▶ _本文_
---+---

大阪の公明党は近代政党の体をなしていない、大阪都構想協定書に「賛成」しておいて住民投票で「反対」するとは自己矛盾そのものだ、創価学会が支配する公明党は二重の「憲法違反」を侵している、2014年総選挙を分析する(その15)

幾ら「ウソも方便」だとはいえ、これではあまりにも人(社会)を馬鹿にした話であり、日本国憲法を踏みにじる行為ではないか。12月30日の読売新聞によると、公明党大阪市議団は(これまで反対してきた)大阪都構想の是非を問う住民投票を来年5月に実施するため、大阪維新の会が提案する協定書(都構想の設計図、制度案)に修正を求めず、ほぼ「丸のみ」で賛成に回ることを確認したのだという。

この協定書は、維新だけの法定協で作ったもので、公明は「修正で済むレベルのものではない」との理由で10月27日、自民、民主、共産とともに府市両議会で反対して否決したばかりなのである。その協定書を今度は修正もせず「丸のみ」するというのだから、中身は全く同じなのに前回は「黒」と言ったものを今度は「白」と言うに等しい。同じ内容の協定書に対してたった2ヶ月の間に「反対」が「賛成」に変わるのだから、政策の一貫性を求められる政党としては自殺行為そのもので、その「変節」には恐怖感さえ覚える。

ところがその一方、公明党大阪市議団は「制度案(都構想)への反対姿勢は変わらない」、「5月の住民投票で橋下市長に退陣していただこうと思う」、「徹底的に反対キャンペーンを張って、他会派とも協力したい」と、やっていることとはまるで逆のことを言うのだから、話は何を信じていいか分からなくなる。言動がまるきり一致しないので不信感が募るばかりだ。

---+---

(いくつかの資料)
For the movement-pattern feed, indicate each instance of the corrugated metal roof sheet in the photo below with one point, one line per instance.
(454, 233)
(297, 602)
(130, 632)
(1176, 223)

---+---

▶ _課題一覧_
a: 公明党大阪市議団に関する本文を二文で要約してください。
b: 公明党大阪市議団に関する本文の続きを、最後の文の後から書いてください。
資料は本文とは別に用意されたものです。

▶ _解答一覧_
a: 12月30日の読売新聞によると、公明党大阪市議団は、10月27日に府市両議会で反対して否決した大阪維新の会の協定書について、来年5月に住民投票を実施するため、修正を求めずほぼ「丸のみ」で賛成に回ることを確認した。筆者はこれを政党として自殺行為に等しい「変節」だと批判し、同市議団が都構想への反対姿勢は変わらないと述べていることについても、言動が一致せず不信感が募るばかりだとしている。

b:
しかも「反対」から「賛成」にまわる理由が振るっている。「党本部の意向を踏まえ、最終的には住民が決定すべきだ」との見解がそれである。この短い文章には2つの重大な意味が込められている。第1は、大阪の公明党は「党本部」(創価学会本部)の言うことなら「どんな無理難題でも従う」という前近代的末端組織(隷属組織)だということだ。第2は、「住民投票が最終的な判断の基準」になるのであれば、議会での議論や議決はほとんど無意味になり、議会制民主主義の否定につながりかねないことである。

まず第1の点に関しては、周知の如く日本国憲法第20条1項には、「信教の自由は、何人に対してもこれを保障する。いかなる宗教団体も、国から特権を受け、又は政治上の権力を行使してはならない」という政教分離の条項がある。今回、大阪の公明党がとった「党本部の意向を踏まえる」ということはすなわち「創価学会本部のお達しに従う」ことと同義だから、「党本部=創価学会本部」は明らかに憲法違反の「政治上の権力」を行使したことになる。

第2の点に関しては、日本国憲法第8章第92条において「地方公共団体の組織及び運営に関する事項は、地方自治の本旨に基いて、法律でこれを定める」と地方自治の基本原則を規定している。一般的な憲法学説では、「地方自治の本旨」は「地方自治の本来のあり方」を意味し、地方自治は「団体自治」と「住民自治」の2つの要素から構成されるとされ、「団体自治」とは国から独立した地方自治体を認め、その自治体の権限と責任において地域の行政を処理するという原則のことであり、「住民自治」とは地方における行政を行う場合にその自治体の住民の意思と責任に基づいて行政を行う原則のことである。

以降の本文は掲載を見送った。